- Exercise details:
Pull out the part of the entries below that opens with the line containing "Can you find the kitchen counter" and closes with the line containing "Target: small green plant", and copy those lines word for word.

Dataset rows showing where objects appear
════════════════════

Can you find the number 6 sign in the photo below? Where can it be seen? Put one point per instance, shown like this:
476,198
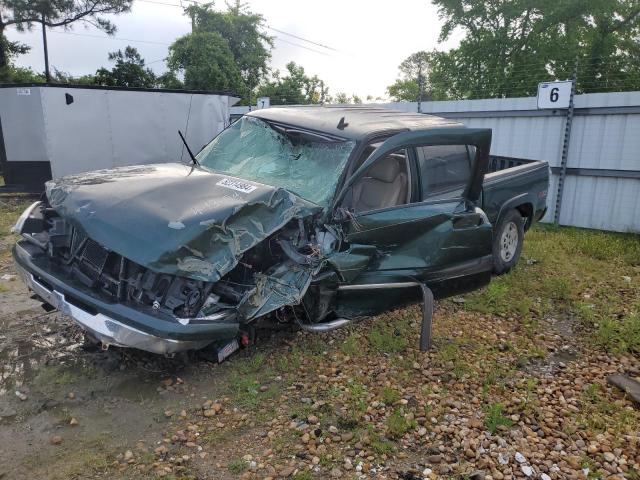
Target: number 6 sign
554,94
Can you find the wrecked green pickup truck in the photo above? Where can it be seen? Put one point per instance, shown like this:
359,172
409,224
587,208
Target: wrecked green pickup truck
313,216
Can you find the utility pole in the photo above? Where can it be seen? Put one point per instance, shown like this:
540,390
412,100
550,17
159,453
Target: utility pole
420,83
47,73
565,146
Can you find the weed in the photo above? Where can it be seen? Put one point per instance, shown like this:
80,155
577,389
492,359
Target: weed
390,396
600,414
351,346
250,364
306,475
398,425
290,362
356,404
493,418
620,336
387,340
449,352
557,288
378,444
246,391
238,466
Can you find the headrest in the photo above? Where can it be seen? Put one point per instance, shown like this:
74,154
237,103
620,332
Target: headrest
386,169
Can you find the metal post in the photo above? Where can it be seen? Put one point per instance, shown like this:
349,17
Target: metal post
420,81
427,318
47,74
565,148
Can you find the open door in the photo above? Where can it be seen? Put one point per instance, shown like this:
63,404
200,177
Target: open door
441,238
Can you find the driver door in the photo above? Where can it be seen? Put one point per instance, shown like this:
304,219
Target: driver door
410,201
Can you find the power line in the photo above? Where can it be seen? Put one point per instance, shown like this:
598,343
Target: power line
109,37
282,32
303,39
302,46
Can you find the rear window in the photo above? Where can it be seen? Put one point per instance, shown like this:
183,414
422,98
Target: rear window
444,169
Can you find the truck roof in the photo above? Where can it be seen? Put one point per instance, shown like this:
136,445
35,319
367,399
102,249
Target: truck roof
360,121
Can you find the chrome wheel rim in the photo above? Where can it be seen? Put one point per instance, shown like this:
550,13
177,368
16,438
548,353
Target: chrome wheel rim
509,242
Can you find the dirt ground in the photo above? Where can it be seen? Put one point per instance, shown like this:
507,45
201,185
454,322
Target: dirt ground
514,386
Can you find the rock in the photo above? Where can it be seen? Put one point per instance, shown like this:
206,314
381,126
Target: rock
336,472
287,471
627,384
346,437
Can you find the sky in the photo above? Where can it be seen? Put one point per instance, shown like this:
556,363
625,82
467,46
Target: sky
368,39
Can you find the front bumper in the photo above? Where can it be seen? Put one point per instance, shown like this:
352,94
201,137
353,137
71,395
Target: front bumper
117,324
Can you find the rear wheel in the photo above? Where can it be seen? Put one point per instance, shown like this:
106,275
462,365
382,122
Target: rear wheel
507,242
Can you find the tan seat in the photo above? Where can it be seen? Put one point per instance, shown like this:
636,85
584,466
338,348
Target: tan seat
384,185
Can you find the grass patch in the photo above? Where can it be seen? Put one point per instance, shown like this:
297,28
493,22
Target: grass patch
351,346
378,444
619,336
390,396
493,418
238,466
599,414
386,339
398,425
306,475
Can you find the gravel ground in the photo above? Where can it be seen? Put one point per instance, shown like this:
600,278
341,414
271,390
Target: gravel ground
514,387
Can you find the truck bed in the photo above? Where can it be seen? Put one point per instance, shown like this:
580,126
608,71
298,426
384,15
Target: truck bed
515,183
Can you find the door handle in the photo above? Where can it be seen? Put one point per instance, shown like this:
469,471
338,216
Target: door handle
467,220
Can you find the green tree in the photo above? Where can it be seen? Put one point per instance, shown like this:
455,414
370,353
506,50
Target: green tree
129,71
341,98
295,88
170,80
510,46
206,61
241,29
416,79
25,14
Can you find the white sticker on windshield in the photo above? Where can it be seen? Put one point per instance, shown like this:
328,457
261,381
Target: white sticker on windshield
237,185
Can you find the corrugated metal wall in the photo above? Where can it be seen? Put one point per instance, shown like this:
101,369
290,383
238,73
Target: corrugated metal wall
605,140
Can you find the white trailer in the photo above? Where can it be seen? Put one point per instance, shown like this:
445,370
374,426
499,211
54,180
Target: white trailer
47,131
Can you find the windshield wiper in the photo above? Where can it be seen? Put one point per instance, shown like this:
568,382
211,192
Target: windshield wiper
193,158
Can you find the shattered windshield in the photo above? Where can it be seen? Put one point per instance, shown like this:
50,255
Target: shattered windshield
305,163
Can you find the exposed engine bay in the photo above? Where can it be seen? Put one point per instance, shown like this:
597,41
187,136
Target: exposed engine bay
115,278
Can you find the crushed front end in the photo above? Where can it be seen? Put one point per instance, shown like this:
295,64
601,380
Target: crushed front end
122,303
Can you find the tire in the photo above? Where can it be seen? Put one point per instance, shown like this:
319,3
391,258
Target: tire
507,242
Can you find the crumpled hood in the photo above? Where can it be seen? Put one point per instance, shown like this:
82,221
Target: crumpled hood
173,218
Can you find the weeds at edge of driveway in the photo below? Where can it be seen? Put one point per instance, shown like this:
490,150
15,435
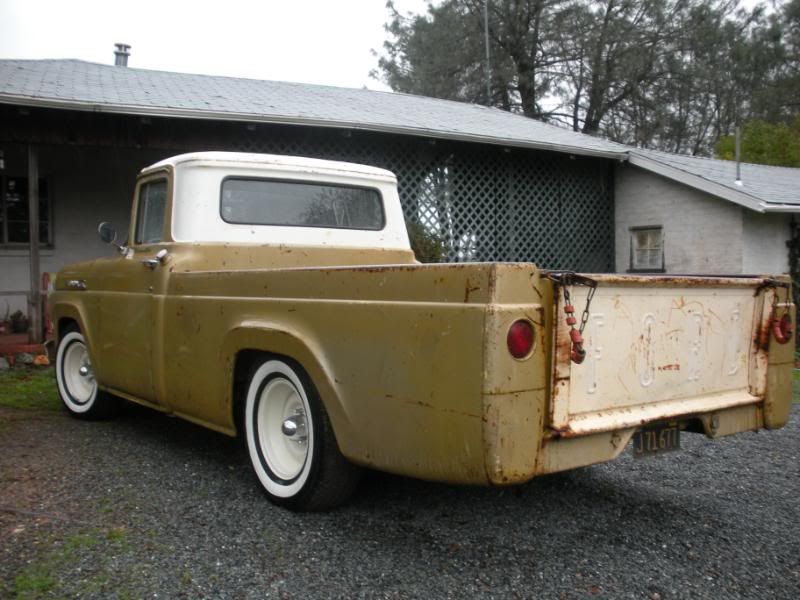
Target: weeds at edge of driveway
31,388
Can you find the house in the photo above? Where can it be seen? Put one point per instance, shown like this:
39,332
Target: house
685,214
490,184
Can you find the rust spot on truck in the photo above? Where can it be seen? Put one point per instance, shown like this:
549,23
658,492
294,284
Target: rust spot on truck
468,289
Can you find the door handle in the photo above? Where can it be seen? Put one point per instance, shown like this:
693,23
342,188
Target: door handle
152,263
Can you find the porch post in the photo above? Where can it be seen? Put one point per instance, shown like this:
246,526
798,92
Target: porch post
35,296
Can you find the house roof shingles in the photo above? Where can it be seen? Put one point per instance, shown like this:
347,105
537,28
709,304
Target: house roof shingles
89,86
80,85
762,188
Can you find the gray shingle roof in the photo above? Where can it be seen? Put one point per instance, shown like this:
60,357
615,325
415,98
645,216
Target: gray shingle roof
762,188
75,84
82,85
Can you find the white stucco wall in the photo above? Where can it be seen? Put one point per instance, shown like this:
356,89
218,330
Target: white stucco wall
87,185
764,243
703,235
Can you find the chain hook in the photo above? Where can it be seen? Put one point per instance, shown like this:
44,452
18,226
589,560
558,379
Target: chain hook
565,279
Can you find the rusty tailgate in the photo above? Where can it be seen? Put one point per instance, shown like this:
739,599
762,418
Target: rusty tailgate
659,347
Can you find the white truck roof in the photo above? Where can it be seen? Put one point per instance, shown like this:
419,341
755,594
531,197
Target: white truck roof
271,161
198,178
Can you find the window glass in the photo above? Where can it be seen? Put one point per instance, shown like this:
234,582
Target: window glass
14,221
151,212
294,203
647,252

════════════════════

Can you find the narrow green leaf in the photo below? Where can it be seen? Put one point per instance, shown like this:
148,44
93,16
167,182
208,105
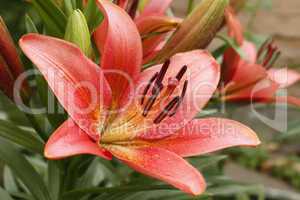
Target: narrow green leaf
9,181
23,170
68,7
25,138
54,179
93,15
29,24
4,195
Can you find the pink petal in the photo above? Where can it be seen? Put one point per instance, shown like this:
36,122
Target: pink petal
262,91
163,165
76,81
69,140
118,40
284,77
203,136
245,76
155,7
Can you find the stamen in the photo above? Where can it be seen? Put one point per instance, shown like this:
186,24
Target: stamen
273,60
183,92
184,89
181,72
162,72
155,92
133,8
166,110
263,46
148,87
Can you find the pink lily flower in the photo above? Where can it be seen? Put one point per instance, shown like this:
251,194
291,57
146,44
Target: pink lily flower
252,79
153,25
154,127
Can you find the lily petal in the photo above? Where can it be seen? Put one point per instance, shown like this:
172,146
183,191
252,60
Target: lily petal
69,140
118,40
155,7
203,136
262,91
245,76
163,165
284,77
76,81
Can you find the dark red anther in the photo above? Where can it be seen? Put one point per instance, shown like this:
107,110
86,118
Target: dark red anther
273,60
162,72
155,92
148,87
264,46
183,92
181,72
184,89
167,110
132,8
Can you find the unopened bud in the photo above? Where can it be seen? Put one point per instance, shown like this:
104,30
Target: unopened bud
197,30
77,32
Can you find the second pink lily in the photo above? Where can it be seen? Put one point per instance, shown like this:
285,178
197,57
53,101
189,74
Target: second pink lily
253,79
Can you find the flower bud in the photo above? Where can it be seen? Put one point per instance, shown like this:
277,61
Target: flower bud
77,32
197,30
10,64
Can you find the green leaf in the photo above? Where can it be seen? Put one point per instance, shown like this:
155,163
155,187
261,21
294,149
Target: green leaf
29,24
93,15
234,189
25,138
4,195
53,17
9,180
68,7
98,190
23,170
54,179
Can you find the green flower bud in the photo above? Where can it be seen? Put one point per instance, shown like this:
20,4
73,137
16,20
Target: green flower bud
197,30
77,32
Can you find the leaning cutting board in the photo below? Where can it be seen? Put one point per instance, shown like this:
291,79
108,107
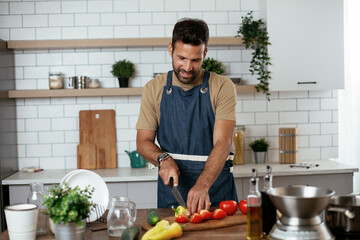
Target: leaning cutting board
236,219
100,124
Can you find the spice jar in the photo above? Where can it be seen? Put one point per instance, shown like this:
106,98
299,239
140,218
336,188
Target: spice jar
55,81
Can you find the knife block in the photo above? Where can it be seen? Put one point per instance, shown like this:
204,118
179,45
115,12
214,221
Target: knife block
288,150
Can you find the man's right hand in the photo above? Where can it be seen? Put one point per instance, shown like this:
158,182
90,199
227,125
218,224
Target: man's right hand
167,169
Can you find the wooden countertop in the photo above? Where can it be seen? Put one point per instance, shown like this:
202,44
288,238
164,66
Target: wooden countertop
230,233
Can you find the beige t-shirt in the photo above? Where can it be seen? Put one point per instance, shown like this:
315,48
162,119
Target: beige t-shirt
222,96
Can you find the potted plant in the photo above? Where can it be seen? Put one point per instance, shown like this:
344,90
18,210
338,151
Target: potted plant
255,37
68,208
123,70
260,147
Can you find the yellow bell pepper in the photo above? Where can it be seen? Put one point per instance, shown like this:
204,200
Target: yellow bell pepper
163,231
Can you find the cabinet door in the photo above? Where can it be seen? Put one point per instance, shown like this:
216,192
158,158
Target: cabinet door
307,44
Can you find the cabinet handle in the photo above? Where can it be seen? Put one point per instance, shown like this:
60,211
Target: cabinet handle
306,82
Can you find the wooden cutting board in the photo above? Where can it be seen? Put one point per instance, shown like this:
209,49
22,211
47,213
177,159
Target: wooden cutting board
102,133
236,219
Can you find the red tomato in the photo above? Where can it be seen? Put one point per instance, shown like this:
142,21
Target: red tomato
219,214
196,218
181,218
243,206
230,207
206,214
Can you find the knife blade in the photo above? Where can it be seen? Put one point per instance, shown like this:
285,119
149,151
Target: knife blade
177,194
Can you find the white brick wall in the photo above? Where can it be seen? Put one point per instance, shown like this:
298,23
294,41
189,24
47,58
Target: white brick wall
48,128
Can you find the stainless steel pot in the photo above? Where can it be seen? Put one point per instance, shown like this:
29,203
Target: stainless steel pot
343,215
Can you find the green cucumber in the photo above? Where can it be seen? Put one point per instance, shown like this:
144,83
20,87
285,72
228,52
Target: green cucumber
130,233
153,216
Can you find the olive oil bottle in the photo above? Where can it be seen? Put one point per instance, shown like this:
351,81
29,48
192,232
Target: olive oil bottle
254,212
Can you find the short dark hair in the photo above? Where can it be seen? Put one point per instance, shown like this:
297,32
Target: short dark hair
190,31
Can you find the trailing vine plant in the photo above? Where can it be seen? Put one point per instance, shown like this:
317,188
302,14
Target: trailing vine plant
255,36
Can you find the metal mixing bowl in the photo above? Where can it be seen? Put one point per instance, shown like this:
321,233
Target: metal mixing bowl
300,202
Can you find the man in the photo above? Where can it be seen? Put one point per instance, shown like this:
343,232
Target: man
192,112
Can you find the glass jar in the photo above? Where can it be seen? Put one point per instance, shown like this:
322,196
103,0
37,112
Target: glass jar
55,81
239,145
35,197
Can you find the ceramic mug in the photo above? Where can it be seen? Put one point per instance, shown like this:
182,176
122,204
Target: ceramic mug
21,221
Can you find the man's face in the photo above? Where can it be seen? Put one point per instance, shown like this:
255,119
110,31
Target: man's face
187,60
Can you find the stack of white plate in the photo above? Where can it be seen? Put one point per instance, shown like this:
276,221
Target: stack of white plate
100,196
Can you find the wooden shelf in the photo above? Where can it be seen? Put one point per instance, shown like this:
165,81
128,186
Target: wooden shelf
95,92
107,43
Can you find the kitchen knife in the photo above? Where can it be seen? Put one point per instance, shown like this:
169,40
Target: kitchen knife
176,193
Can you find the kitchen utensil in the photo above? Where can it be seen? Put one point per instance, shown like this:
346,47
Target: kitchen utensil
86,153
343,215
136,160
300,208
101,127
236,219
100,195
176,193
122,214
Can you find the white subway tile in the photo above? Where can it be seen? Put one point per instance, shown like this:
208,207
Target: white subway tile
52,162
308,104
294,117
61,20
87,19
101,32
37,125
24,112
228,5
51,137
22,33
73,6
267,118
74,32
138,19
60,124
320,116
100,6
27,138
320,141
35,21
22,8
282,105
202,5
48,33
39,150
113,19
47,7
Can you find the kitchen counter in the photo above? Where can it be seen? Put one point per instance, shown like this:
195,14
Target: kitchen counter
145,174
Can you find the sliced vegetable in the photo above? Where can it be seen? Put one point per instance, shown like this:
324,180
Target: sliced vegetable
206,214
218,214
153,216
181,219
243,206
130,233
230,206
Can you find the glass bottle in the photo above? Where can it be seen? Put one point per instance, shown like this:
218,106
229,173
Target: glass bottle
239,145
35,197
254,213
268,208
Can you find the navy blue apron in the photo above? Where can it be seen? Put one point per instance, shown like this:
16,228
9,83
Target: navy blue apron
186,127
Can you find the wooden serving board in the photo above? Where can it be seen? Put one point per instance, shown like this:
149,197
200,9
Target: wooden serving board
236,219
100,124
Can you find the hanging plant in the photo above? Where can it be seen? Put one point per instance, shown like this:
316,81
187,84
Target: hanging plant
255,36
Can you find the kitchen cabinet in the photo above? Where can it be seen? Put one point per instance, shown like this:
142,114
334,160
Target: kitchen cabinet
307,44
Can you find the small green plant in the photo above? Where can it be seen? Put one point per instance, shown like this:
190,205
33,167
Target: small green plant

════════════════════

- Result of the task:
Can you find the kitchen counter in the photo above? Where can it be seen? Put one point per instance, shown like this:
195,14
Target: kitchen counter
145,174
Can you find the sliced vegetable in the photo above? Where can it be seen? Put one point per instance, shown like this:
324,180
Target: sliced vegetable
206,214
218,214
153,216
181,219
243,206
130,233
230,206
Can you find the glass bottle in the photo above? Where can it be seen? Put one point per instance, shown like this:
218,106
229,173
Target: glass bottle
239,145
35,197
254,213
268,208
Can you find the navy blue apron in the photo above? Where can it be seen? Put one point per instance, shown like this:
16,228
9,83
Target: navy blue apron
186,127
Can you find the wooden serving board in the photo above? Where can it be seen? Put one point per instance, shown like this:
149,197
200,9
Target: wooden serving board
236,219
100,124
Can you find the hanging plant in the photo above? Where can it be seen? Put one point per instance, shown like this:
316,81
187,84
Target: hanging plant
255,36
Can you find the kitchen cabinet in the photo above? Where can it be seen? Put one point per instance, shown like this:
142,114
334,160
Target: kitchen cabinet
307,44
Can you find the small green plant in the photo above? Where can it be seen? Put one point per instance, shown like this:
190,205
33,167
Target: small green plant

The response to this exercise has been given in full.